#### TASK INSTRUCTIONS
Reproduce word for word the part of the passage on the GIS suitability model running from "Input demand factor is" down to "demand factor model.".

#### GIVEN TEXT
◆ ◆ ◆ ◆ ◆ ◆ ◆

Input demand factor is evaluated through the use of a GIS suitability model. The suitability model intakes input demand factor through a series of spatial analysis procedures to generate an output demand factor grid. Figure 1 illustrates each spatial analysis step used in the GIS suitability model.
Figure 1.
Input demand factor model.
The first step is to intersect the input demand factor layer with a walkability grid. A walkability grid indicates how far a commuter would be willing to walk to a particular destination (charging station). A 0.5 × 0.5 mile walkability grid was created in this research as a comfortable walking distance (0.25 mile) for commuters to the charging stations [20].
The second step is to perform a quantile classification to produce a master grid layer. The walkability grid created in step one was then applied to intersect each input demand factor for the study area. The ID of the walkability grid is assigned to associate each individual input demand factor with the walkability grid. A summary statistics is generated using the attribute table of the newly generated input demand factor grid. Based on the summary statistics, a new composite index score is calculated for each grid. This procedure took each individual grid square and tallied up all the input demand factor index scores to produce a composite index score for that particular grid square. For example, if a single grid square contained the following land use types: residential (−4), commercial (+5), and mixed use (+5), the summary statistics would calculate the composite output score to be −4 + 5 + 5 = 6. This composite index score of 6 would then be associated with its grid’s id. Each input demand factor grid is added to the intersect tool in ArcMap to produce a master grid layer. This process allowed for each individual index demand factor layer score generated by the model to be combined into one layer for further analysis. A new attribute field called ‘factor score’ is added to the master grid layer to hold the initial calculated index demand factor score. This calculation is conducted using ArcMap’s field calculator which allowed for an equation to be written that summarizes all attribute fields representing each input demand factor layer’s composite scores.

◆ ◆ ◆ ◆ ◆ ◆ ◆

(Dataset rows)
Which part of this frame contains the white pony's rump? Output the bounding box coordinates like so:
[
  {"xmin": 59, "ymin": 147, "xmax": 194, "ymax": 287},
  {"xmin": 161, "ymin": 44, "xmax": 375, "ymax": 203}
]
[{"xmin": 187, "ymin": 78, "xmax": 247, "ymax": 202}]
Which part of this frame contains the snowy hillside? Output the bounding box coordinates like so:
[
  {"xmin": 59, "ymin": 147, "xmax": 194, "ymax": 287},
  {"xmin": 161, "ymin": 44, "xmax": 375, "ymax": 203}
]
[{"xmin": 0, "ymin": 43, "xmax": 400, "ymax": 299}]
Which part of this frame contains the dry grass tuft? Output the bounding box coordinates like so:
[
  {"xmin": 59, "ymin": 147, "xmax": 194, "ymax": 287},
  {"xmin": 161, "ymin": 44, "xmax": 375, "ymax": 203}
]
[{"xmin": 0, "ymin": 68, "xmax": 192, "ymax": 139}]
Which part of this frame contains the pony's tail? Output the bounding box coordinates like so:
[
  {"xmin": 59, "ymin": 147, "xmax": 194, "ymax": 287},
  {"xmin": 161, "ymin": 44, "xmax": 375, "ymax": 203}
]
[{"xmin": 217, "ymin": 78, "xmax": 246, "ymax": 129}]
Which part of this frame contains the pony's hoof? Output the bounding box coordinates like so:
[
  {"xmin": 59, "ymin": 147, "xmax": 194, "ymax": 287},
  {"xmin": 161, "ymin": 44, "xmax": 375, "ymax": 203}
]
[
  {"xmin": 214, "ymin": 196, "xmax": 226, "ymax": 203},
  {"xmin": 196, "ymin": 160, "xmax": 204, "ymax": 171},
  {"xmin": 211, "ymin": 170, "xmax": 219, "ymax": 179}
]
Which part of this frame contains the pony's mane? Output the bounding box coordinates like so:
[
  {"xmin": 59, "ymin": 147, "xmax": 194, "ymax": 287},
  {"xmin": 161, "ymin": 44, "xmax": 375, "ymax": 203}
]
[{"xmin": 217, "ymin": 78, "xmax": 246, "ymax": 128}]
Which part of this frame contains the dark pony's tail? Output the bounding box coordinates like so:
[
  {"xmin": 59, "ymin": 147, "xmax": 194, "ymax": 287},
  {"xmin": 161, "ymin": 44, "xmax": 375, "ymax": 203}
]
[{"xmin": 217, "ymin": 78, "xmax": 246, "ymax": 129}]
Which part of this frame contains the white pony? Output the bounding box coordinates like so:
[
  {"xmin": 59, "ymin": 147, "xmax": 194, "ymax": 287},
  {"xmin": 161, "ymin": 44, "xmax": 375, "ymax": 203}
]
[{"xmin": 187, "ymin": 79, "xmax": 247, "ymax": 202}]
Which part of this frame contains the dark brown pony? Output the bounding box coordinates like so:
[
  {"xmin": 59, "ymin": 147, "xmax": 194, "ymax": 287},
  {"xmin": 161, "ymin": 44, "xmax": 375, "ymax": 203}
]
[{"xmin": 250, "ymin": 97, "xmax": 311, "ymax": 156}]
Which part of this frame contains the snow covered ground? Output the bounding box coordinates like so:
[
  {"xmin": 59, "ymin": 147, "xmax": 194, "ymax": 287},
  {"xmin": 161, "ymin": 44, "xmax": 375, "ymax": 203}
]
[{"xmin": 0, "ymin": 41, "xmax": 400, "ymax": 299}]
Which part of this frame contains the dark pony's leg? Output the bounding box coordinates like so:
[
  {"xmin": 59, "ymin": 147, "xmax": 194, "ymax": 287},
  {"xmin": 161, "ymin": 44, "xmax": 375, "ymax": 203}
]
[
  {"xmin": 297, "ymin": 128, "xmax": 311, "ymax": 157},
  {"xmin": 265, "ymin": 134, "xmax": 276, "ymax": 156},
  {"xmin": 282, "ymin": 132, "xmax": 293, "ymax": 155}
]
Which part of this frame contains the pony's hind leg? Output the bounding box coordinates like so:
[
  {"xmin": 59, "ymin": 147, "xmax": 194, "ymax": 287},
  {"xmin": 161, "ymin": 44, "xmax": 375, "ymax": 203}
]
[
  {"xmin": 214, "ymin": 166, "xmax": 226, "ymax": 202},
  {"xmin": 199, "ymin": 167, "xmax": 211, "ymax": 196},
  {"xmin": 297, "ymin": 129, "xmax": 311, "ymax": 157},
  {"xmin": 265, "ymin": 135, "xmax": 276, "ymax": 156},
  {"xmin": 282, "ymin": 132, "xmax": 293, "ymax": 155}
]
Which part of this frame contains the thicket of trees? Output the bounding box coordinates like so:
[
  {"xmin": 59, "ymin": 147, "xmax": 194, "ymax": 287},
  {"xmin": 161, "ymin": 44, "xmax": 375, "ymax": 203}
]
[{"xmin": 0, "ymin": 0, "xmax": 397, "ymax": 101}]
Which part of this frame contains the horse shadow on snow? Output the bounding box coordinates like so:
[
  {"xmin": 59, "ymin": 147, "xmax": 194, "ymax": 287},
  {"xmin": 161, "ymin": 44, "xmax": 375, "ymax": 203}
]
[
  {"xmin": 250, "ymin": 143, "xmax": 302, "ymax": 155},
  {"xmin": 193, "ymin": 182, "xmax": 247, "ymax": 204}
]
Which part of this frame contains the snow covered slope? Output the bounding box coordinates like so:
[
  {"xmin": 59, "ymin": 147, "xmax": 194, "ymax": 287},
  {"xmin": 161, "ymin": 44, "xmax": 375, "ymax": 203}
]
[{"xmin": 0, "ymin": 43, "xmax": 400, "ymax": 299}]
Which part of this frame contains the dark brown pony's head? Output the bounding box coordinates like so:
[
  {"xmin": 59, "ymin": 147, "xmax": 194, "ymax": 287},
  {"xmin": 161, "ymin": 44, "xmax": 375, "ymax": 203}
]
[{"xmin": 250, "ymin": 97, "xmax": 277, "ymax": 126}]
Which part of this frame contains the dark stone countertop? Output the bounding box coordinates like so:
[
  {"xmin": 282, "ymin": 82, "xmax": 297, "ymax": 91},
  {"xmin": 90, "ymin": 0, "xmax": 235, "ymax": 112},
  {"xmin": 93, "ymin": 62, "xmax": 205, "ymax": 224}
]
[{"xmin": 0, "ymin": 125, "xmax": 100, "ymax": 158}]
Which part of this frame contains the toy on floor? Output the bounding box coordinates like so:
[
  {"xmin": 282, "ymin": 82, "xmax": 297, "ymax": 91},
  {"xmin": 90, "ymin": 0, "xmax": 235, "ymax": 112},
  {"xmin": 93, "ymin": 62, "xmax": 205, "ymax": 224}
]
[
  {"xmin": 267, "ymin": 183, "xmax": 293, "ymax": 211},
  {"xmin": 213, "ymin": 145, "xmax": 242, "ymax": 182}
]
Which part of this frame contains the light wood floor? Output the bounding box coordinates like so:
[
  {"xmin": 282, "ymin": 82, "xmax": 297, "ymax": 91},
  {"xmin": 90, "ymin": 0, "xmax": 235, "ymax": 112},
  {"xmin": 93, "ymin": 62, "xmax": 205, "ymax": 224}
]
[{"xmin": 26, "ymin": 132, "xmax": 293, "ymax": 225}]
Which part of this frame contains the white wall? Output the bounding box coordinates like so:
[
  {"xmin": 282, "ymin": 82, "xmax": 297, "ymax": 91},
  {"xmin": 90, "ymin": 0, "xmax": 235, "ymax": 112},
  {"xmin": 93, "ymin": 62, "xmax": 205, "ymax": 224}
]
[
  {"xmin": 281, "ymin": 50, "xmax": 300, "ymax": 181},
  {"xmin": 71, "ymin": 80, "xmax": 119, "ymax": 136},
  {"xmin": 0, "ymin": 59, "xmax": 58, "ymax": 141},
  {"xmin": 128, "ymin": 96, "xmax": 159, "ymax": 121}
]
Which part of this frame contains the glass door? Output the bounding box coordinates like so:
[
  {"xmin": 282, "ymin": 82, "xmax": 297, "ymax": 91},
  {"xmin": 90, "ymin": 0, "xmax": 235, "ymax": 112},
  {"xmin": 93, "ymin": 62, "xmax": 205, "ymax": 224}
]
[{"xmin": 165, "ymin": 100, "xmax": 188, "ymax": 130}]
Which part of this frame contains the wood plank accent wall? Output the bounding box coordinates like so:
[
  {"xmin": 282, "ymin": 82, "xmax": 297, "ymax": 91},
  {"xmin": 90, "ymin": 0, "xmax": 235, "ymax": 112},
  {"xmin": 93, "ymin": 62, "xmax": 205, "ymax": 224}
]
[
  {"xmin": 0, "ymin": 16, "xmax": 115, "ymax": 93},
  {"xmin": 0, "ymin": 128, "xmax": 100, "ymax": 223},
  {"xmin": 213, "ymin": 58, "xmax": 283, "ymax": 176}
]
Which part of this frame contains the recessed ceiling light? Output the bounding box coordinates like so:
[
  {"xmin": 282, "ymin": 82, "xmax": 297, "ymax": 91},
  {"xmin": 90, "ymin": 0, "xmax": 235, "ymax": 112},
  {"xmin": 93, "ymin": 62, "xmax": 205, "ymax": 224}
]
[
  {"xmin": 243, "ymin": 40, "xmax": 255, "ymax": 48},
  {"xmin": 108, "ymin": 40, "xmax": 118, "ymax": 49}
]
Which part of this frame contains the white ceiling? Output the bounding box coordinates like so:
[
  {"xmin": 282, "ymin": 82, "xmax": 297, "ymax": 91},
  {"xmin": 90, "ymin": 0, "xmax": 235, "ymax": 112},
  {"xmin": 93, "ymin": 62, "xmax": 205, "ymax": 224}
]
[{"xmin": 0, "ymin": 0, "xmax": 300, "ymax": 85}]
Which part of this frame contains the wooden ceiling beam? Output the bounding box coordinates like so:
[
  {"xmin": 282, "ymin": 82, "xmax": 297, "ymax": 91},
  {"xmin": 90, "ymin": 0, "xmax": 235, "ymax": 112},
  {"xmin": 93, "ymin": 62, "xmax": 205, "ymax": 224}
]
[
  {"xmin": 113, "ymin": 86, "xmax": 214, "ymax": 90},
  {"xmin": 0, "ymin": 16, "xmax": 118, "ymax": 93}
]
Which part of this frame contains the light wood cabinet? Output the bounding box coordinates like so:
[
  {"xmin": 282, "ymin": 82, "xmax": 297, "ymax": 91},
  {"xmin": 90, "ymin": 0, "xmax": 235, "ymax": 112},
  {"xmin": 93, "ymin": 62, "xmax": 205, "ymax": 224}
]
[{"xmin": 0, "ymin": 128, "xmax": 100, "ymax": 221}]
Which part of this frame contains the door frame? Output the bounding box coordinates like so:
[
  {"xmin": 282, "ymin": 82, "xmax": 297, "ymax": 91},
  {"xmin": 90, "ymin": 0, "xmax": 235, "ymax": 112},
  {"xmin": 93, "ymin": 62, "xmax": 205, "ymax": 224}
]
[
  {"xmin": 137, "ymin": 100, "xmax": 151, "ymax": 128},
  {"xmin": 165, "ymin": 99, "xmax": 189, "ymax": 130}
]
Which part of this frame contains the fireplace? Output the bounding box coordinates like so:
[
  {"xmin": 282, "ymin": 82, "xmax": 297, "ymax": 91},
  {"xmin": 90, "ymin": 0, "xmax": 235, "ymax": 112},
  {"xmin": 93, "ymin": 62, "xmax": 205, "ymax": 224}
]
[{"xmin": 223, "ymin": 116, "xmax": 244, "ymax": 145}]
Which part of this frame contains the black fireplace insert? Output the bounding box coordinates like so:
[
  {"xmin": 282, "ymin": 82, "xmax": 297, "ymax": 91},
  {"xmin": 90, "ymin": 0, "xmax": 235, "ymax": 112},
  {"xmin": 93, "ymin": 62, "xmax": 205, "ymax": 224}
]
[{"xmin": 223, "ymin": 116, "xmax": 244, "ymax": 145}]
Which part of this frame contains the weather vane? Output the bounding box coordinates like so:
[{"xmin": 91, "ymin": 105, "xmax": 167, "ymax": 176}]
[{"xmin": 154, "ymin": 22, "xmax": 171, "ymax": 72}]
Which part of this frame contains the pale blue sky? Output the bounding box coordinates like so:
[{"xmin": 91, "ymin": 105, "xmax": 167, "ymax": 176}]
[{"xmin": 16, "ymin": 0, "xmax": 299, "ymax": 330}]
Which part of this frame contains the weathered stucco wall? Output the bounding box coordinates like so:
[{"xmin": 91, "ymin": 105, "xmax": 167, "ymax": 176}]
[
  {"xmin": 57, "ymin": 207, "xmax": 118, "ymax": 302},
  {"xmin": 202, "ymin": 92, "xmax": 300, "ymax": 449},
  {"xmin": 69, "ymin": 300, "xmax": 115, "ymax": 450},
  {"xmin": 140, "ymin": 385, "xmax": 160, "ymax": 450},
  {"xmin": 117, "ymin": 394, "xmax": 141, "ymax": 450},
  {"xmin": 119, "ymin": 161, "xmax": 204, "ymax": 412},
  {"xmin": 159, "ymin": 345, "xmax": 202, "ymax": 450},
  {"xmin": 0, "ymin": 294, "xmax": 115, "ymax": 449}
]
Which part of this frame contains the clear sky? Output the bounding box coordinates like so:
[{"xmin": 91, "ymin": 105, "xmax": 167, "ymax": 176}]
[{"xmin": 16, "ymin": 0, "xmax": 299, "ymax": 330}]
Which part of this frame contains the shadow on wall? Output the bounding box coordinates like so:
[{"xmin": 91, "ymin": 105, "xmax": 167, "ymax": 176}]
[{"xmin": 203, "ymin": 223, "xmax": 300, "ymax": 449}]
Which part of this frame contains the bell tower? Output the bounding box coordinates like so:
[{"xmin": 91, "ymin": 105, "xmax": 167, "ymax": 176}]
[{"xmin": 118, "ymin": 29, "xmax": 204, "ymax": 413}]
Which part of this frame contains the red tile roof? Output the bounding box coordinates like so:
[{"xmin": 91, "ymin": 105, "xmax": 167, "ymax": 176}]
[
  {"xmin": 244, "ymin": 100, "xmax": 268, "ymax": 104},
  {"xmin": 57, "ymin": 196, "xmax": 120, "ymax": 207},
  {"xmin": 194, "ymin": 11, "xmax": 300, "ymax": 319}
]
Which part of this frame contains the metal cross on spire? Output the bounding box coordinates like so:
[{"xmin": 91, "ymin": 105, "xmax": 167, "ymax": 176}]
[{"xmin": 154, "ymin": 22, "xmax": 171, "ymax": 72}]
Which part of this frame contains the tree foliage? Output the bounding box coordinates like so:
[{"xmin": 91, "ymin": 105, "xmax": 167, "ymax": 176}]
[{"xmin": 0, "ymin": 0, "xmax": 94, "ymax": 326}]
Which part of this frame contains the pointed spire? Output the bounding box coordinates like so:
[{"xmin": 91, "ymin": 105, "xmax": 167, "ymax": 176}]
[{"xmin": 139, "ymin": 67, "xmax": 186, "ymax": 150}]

◆ ◆ ◆ ◆ ◆ ◆ ◆

#### ANSWER BELOW
Input demand factor is evaluated through the use of a GIS suitability model. The suitability model intakes input demand factor through a series of spatial analysis procedures to generate an output demand factor grid. Figure 1 illustrates each spatial analysis step used in the GIS suitability model.
Figure 1.
Input demand factor model.